Required action: Throughout the listing below, copy each line containing "player".

Record extracts:

^^^^^^^^^^^^^^^^

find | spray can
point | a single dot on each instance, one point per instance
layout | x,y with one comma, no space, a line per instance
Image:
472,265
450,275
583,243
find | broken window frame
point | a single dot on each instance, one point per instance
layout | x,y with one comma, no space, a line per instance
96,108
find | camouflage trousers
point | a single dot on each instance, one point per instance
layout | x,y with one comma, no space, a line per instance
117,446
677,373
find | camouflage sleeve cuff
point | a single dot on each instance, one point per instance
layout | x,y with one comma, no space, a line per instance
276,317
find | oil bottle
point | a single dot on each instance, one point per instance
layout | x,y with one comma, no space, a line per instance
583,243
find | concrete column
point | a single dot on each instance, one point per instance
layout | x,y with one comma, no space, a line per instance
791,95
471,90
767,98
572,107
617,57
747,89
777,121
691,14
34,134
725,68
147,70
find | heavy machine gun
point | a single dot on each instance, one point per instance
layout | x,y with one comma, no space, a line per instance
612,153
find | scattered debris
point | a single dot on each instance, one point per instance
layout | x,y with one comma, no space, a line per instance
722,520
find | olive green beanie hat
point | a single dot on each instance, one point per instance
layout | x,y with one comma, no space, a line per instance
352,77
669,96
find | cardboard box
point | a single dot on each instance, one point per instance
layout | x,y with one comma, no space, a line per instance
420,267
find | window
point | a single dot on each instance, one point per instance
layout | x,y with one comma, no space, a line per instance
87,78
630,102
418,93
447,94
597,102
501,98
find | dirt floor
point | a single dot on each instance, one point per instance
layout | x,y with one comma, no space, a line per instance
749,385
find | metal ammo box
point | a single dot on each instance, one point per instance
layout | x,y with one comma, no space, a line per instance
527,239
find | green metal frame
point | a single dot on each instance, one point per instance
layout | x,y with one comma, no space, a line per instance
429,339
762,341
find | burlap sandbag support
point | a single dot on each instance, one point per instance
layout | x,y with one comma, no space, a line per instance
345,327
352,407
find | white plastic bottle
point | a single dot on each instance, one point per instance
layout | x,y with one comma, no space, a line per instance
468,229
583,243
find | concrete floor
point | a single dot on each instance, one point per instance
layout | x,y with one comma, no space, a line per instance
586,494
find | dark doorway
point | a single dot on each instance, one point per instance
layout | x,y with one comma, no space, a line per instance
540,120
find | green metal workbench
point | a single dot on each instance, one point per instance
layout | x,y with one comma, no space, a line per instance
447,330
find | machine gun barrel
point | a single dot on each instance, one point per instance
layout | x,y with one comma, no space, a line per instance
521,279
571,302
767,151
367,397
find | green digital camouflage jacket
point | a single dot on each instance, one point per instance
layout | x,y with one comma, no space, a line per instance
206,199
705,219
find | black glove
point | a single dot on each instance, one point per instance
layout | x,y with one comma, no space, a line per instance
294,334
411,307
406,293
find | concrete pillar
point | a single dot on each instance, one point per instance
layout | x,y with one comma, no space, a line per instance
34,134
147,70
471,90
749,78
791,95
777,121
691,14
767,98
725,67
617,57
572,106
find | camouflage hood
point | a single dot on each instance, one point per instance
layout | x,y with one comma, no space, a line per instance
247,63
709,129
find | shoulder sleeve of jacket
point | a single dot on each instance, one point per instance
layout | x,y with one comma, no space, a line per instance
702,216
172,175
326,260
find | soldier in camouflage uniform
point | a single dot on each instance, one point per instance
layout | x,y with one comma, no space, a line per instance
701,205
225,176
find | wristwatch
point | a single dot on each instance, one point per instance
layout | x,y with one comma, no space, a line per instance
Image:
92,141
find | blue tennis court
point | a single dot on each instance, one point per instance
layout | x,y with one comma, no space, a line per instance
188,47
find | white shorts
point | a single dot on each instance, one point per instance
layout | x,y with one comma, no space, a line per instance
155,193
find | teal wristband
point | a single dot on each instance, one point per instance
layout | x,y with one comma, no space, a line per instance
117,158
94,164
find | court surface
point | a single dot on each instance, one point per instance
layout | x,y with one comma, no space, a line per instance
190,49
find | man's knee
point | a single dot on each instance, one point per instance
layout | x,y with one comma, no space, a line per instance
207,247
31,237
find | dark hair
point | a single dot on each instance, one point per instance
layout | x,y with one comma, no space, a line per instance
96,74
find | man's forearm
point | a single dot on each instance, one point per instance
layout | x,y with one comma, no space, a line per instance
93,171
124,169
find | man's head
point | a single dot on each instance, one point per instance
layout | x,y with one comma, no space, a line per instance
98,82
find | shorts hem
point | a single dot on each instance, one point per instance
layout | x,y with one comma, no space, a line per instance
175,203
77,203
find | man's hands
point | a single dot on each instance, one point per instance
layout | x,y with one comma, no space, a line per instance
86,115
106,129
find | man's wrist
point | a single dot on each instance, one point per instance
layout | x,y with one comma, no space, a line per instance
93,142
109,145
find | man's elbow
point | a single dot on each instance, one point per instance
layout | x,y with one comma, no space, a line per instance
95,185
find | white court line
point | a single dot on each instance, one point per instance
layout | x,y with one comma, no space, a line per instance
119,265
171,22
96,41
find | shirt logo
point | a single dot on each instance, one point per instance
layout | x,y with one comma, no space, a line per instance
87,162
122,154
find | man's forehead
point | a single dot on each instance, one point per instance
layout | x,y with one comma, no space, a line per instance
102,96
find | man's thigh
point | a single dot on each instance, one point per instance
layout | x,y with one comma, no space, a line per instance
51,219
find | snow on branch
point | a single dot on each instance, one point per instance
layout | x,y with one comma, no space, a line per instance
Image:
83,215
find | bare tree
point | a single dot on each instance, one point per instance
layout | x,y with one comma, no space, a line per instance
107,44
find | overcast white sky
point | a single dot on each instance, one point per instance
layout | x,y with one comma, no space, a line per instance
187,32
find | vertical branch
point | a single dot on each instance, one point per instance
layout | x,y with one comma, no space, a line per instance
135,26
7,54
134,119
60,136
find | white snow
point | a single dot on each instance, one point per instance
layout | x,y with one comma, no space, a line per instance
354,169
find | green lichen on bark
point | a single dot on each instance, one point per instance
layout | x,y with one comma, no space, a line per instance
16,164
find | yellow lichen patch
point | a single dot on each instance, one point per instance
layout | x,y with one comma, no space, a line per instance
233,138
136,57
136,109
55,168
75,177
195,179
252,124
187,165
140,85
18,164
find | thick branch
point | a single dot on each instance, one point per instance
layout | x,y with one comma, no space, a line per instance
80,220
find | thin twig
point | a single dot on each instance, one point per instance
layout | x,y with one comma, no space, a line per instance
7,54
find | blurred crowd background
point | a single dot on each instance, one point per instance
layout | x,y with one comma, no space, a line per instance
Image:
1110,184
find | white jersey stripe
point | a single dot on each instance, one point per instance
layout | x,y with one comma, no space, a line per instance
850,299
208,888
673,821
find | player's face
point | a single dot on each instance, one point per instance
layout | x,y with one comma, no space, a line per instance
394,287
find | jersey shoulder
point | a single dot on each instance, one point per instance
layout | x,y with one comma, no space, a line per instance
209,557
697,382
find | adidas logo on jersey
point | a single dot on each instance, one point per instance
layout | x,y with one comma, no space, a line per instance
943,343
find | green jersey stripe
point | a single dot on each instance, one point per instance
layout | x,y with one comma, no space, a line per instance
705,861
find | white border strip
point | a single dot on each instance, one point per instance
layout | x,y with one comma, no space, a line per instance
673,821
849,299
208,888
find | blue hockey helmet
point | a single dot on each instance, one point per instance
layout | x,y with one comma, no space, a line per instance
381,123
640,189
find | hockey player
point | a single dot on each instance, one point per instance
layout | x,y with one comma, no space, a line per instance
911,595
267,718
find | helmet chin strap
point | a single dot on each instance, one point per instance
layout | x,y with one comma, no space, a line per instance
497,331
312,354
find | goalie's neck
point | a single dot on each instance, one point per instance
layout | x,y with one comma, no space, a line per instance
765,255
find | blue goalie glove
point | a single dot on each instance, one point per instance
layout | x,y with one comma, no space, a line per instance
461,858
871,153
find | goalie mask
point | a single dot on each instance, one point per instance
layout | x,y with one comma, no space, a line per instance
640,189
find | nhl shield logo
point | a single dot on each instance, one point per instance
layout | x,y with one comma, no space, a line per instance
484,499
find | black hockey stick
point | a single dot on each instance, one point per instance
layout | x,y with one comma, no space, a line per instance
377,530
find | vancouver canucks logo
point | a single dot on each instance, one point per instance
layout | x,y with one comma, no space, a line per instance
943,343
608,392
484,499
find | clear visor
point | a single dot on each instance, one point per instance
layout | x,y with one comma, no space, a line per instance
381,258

^^^^^^^^^^^^^^^^

Answer area:
find | player's face
find | hockey player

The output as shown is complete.